THE PROBLEM ::
Return, character for character, the lines from the one bearing "Where can the mossy" through the end of the material. Omit everything before that line.

SUPPLIED DATA ::
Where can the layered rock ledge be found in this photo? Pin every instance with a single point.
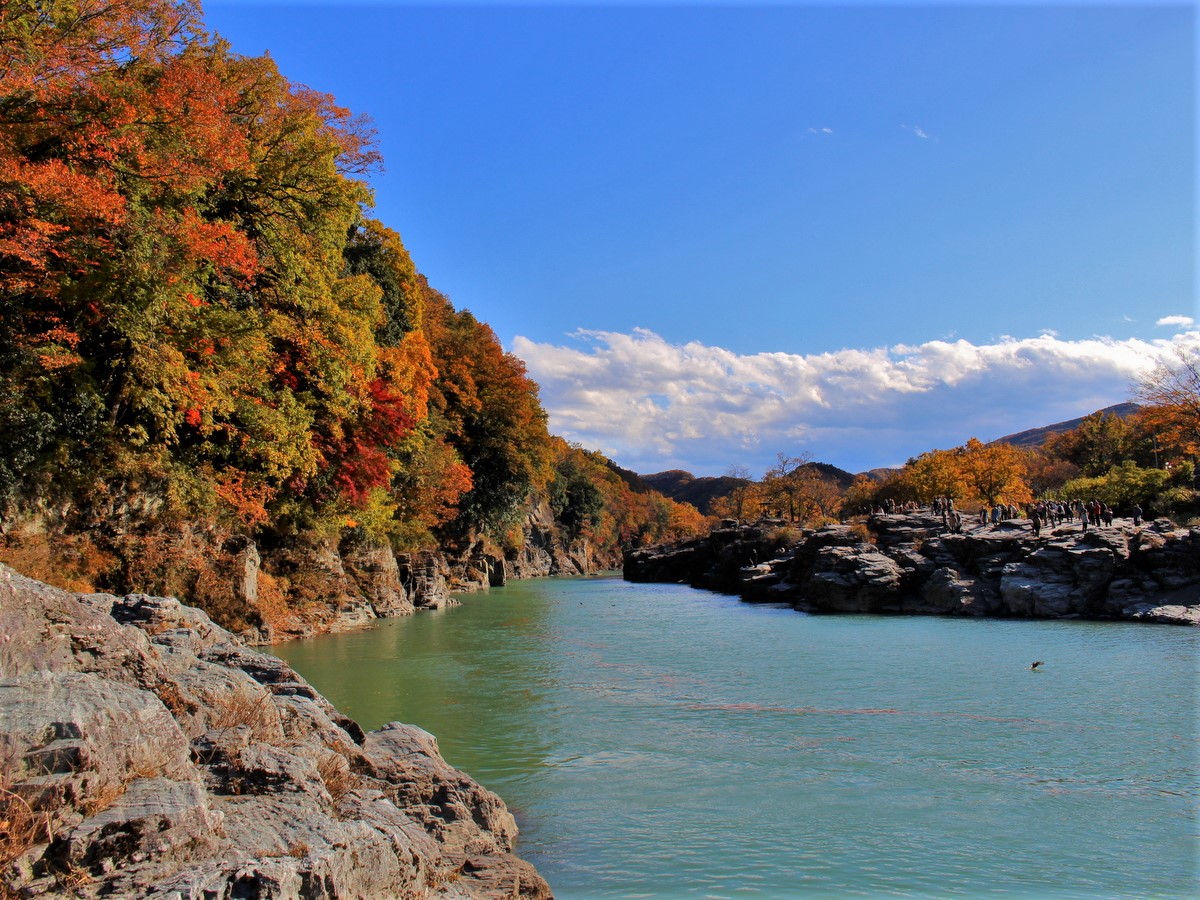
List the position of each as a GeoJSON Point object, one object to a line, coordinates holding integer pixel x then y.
{"type": "Point", "coordinates": [144, 751]}
{"type": "Point", "coordinates": [910, 564]}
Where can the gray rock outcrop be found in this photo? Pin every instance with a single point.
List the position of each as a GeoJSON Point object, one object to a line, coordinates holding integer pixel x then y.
{"type": "Point", "coordinates": [912, 565]}
{"type": "Point", "coordinates": [145, 753]}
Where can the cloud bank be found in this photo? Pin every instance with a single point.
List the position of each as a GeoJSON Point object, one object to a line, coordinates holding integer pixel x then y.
{"type": "Point", "coordinates": [653, 406]}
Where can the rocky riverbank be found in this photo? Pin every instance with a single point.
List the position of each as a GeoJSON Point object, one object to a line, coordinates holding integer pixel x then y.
{"type": "Point", "coordinates": [910, 564]}
{"type": "Point", "coordinates": [283, 587]}
{"type": "Point", "coordinates": [144, 751]}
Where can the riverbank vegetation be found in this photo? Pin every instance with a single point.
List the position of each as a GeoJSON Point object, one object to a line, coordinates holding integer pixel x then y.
{"type": "Point", "coordinates": [1147, 457]}
{"type": "Point", "coordinates": [207, 336]}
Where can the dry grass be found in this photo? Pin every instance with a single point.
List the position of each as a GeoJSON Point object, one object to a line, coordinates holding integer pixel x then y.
{"type": "Point", "coordinates": [335, 772]}
{"type": "Point", "coordinates": [243, 707]}
{"type": "Point", "coordinates": [22, 826]}
{"type": "Point", "coordinates": [69, 562]}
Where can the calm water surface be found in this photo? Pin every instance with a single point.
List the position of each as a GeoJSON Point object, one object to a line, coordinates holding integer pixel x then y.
{"type": "Point", "coordinates": [658, 741]}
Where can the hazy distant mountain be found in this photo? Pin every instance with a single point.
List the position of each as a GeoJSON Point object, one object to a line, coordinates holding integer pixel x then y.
{"type": "Point", "coordinates": [700, 492]}
{"type": "Point", "coordinates": [1037, 437]}
{"type": "Point", "coordinates": [881, 474]}
{"type": "Point", "coordinates": [685, 487]}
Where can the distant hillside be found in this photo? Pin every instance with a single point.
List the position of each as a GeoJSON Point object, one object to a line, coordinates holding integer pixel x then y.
{"type": "Point", "coordinates": [635, 481]}
{"type": "Point", "coordinates": [1037, 437]}
{"type": "Point", "coordinates": [881, 474]}
{"type": "Point", "coordinates": [700, 492]}
{"type": "Point", "coordinates": [844, 479]}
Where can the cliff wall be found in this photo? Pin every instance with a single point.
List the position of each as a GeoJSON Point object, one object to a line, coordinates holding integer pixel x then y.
{"type": "Point", "coordinates": [282, 588]}
{"type": "Point", "coordinates": [144, 751]}
{"type": "Point", "coordinates": [910, 564]}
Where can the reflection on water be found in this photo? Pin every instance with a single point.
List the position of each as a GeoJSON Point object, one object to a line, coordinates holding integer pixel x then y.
{"type": "Point", "coordinates": [657, 741]}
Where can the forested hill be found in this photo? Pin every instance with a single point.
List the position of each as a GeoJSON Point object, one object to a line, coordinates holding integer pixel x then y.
{"type": "Point", "coordinates": [205, 340]}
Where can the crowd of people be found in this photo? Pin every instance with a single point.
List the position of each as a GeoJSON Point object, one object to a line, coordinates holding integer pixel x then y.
{"type": "Point", "coordinates": [1051, 514]}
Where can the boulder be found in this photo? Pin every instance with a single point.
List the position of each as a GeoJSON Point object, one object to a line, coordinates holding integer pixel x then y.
{"type": "Point", "coordinates": [150, 754]}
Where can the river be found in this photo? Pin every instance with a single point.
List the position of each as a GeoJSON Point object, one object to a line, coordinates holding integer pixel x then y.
{"type": "Point", "coordinates": [655, 741]}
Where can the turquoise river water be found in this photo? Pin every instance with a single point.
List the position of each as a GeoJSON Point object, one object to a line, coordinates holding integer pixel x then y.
{"type": "Point", "coordinates": [660, 742]}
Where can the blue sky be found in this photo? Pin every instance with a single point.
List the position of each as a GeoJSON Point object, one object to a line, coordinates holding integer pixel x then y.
{"type": "Point", "coordinates": [719, 232]}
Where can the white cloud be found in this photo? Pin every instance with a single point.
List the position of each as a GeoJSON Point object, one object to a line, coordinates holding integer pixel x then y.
{"type": "Point", "coordinates": [652, 405]}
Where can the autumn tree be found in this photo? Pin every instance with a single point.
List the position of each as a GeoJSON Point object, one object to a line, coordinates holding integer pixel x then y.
{"type": "Point", "coordinates": [1171, 396]}
{"type": "Point", "coordinates": [737, 502]}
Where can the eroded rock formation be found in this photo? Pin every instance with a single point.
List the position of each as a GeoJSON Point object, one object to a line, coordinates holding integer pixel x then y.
{"type": "Point", "coordinates": [147, 753]}
{"type": "Point", "coordinates": [911, 565]}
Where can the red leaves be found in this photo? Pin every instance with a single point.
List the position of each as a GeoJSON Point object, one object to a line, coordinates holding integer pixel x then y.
{"type": "Point", "coordinates": [363, 460]}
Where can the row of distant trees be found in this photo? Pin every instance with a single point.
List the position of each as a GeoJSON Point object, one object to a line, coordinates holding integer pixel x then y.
{"type": "Point", "coordinates": [201, 323]}
{"type": "Point", "coordinates": [1147, 457]}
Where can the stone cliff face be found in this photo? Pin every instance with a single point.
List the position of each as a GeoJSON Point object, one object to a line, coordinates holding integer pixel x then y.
{"type": "Point", "coordinates": [144, 751]}
{"type": "Point", "coordinates": [349, 586]}
{"type": "Point", "coordinates": [1150, 573]}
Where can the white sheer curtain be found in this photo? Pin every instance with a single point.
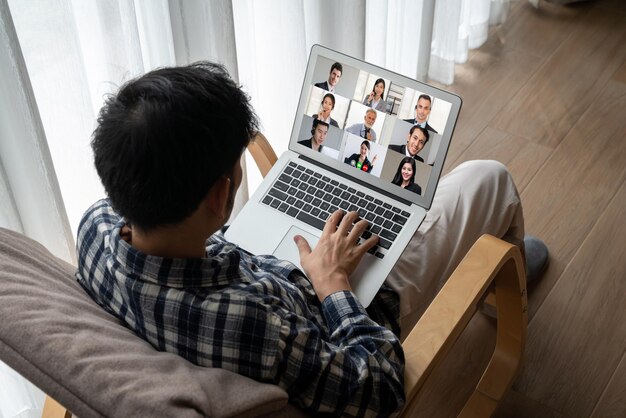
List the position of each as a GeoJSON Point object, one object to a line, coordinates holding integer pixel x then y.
{"type": "Point", "coordinates": [59, 58]}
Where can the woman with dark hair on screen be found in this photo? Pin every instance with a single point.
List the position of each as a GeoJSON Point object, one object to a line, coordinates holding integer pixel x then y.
{"type": "Point", "coordinates": [360, 160]}
{"type": "Point", "coordinates": [375, 98]}
{"type": "Point", "coordinates": [405, 175]}
{"type": "Point", "coordinates": [328, 104]}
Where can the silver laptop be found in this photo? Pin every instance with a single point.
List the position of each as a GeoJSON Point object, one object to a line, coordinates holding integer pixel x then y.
{"type": "Point", "coordinates": [362, 165]}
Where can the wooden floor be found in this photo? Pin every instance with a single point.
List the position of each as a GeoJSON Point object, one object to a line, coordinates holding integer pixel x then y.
{"type": "Point", "coordinates": [546, 95]}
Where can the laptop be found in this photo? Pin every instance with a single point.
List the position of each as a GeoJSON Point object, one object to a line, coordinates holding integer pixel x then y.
{"type": "Point", "coordinates": [362, 165]}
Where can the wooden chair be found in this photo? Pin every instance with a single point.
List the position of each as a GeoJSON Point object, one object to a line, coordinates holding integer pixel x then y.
{"type": "Point", "coordinates": [492, 268]}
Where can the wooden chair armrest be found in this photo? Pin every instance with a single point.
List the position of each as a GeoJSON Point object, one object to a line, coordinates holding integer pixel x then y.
{"type": "Point", "coordinates": [263, 153]}
{"type": "Point", "coordinates": [489, 260]}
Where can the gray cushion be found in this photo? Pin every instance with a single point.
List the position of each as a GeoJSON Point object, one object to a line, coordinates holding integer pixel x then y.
{"type": "Point", "coordinates": [57, 337]}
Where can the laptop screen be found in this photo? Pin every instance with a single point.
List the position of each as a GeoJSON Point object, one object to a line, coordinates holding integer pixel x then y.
{"type": "Point", "coordinates": [373, 125]}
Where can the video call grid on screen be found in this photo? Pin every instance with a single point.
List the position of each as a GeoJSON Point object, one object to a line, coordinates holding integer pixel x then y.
{"type": "Point", "coordinates": [344, 140]}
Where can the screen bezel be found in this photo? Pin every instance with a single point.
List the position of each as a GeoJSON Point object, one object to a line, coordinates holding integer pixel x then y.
{"type": "Point", "coordinates": [424, 200]}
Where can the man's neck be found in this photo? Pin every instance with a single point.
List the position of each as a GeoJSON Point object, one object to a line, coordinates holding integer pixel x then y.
{"type": "Point", "coordinates": [184, 240]}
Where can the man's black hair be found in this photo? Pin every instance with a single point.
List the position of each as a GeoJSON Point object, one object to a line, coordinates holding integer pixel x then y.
{"type": "Point", "coordinates": [425, 97]}
{"type": "Point", "coordinates": [424, 131]}
{"type": "Point", "coordinates": [336, 66]}
{"type": "Point", "coordinates": [166, 137]}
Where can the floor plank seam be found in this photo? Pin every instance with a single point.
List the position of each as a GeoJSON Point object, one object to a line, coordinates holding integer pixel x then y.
{"type": "Point", "coordinates": [608, 383]}
{"type": "Point", "coordinates": [582, 244]}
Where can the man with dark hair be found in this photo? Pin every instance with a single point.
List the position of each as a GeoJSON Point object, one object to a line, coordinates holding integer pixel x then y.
{"type": "Point", "coordinates": [417, 139]}
{"type": "Point", "coordinates": [167, 149]}
{"type": "Point", "coordinates": [333, 78]}
{"type": "Point", "coordinates": [422, 111]}
{"type": "Point", "coordinates": [318, 136]}
{"type": "Point", "coordinates": [365, 130]}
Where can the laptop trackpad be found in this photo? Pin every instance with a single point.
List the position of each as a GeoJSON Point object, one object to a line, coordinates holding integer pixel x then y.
{"type": "Point", "coordinates": [288, 250]}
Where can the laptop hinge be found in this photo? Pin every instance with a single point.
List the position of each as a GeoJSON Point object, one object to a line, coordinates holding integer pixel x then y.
{"type": "Point", "coordinates": [359, 181]}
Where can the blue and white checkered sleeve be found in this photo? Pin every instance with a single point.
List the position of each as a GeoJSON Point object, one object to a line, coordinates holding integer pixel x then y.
{"type": "Point", "coordinates": [355, 371]}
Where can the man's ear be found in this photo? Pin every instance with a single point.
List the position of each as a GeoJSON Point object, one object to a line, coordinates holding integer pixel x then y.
{"type": "Point", "coordinates": [217, 198]}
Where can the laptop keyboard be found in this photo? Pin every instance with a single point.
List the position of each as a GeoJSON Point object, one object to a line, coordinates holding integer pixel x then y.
{"type": "Point", "coordinates": [310, 197]}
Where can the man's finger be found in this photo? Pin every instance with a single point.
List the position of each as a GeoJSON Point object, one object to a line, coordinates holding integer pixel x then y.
{"type": "Point", "coordinates": [332, 222]}
{"type": "Point", "coordinates": [346, 223]}
{"type": "Point", "coordinates": [303, 246]}
{"type": "Point", "coordinates": [358, 229]}
{"type": "Point", "coordinates": [368, 244]}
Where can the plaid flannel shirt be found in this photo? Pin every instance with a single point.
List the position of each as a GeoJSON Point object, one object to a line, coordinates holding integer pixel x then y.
{"type": "Point", "coordinates": [253, 315]}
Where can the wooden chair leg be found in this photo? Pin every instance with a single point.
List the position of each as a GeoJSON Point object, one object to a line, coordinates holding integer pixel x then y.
{"type": "Point", "coordinates": [53, 409]}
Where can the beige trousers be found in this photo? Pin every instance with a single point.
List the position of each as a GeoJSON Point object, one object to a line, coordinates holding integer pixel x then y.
{"type": "Point", "coordinates": [476, 198]}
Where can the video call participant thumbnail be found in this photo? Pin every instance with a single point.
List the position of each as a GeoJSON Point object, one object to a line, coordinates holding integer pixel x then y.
{"type": "Point", "coordinates": [318, 136]}
{"type": "Point", "coordinates": [360, 160]}
{"type": "Point", "coordinates": [333, 78]}
{"type": "Point", "coordinates": [364, 130]}
{"type": "Point", "coordinates": [422, 112]}
{"type": "Point", "coordinates": [405, 175]}
{"type": "Point", "coordinates": [417, 139]}
{"type": "Point", "coordinates": [375, 98]}
{"type": "Point", "coordinates": [327, 105]}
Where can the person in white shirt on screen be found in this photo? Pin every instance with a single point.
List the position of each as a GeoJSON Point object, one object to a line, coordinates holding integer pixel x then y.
{"type": "Point", "coordinates": [364, 130]}
{"type": "Point", "coordinates": [422, 112]}
{"type": "Point", "coordinates": [375, 98]}
{"type": "Point", "coordinates": [333, 78]}
{"type": "Point", "coordinates": [327, 105]}
{"type": "Point", "coordinates": [417, 139]}
{"type": "Point", "coordinates": [318, 136]}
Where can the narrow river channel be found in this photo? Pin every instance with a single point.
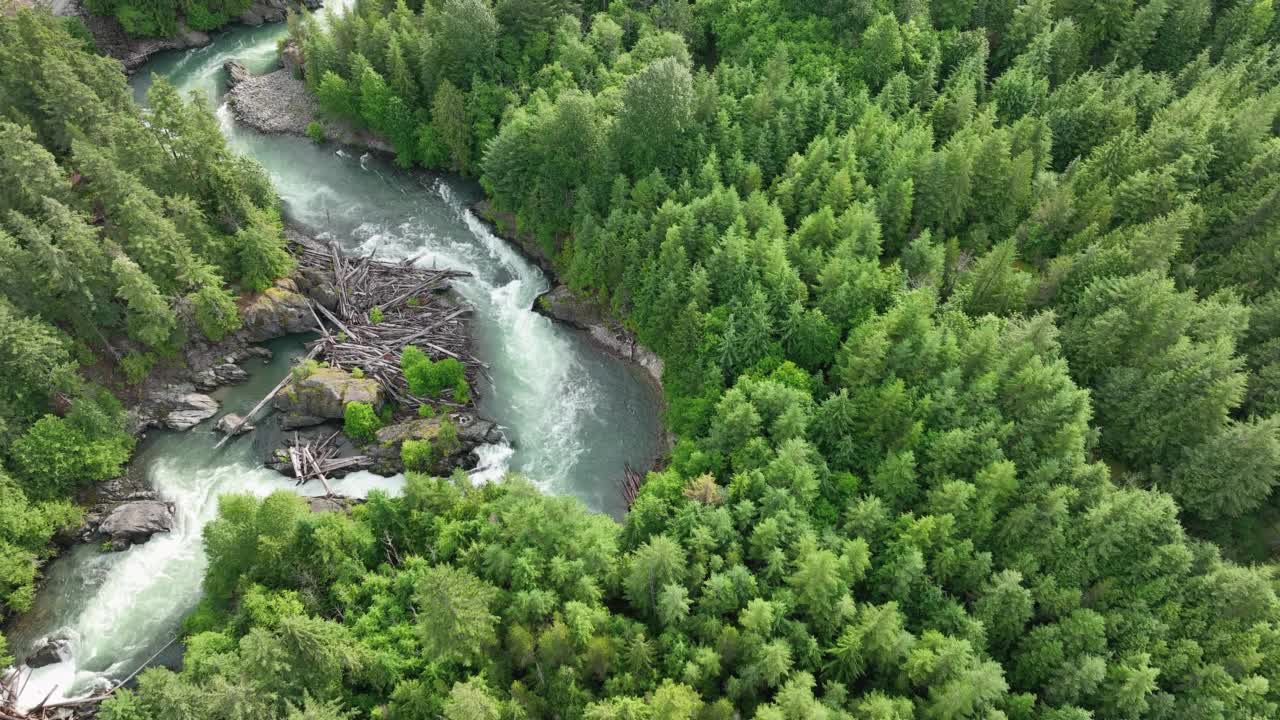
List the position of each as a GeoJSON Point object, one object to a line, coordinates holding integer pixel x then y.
{"type": "Point", "coordinates": [574, 415]}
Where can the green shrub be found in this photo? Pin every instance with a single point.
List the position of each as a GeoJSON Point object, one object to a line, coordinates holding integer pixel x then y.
{"type": "Point", "coordinates": [137, 22]}
{"type": "Point", "coordinates": [428, 378]}
{"type": "Point", "coordinates": [447, 438]}
{"type": "Point", "coordinates": [360, 422]}
{"type": "Point", "coordinates": [461, 392]}
{"type": "Point", "coordinates": [200, 17]}
{"type": "Point", "coordinates": [417, 455]}
{"type": "Point", "coordinates": [56, 455]}
{"type": "Point", "coordinates": [124, 705]}
{"type": "Point", "coordinates": [315, 131]}
{"type": "Point", "coordinates": [137, 365]}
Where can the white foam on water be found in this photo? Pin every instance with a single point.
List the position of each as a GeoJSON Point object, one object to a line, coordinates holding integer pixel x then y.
{"type": "Point", "coordinates": [140, 596]}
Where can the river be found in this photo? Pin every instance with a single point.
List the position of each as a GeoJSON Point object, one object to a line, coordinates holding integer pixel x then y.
{"type": "Point", "coordinates": [574, 415]}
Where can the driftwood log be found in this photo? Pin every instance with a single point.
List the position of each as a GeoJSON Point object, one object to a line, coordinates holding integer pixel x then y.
{"type": "Point", "coordinates": [405, 301]}
{"type": "Point", "coordinates": [630, 484]}
{"type": "Point", "coordinates": [408, 310]}
{"type": "Point", "coordinates": [318, 460]}
{"type": "Point", "coordinates": [13, 686]}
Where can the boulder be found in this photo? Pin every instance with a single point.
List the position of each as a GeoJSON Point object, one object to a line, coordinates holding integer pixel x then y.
{"type": "Point", "coordinates": [188, 410]}
{"type": "Point", "coordinates": [318, 286]}
{"type": "Point", "coordinates": [236, 72]}
{"type": "Point", "coordinates": [561, 304]}
{"type": "Point", "coordinates": [218, 376]}
{"type": "Point", "coordinates": [291, 59]}
{"type": "Point", "coordinates": [385, 450]}
{"type": "Point", "coordinates": [232, 423]}
{"type": "Point", "coordinates": [49, 651]}
{"type": "Point", "coordinates": [472, 432]}
{"type": "Point", "coordinates": [277, 311]}
{"type": "Point", "coordinates": [325, 393]}
{"type": "Point", "coordinates": [136, 522]}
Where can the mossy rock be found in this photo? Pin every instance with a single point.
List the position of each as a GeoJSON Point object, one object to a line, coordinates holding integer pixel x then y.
{"type": "Point", "coordinates": [325, 393]}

EXERCISE RESPONSE ::
Where can the mossy rock be found in this photo? Pin every instance with a single point.
List the position of each as a GeoJSON Point object, one object to a line, coordinates holding integer pixel x then y.
{"type": "Point", "coordinates": [325, 393]}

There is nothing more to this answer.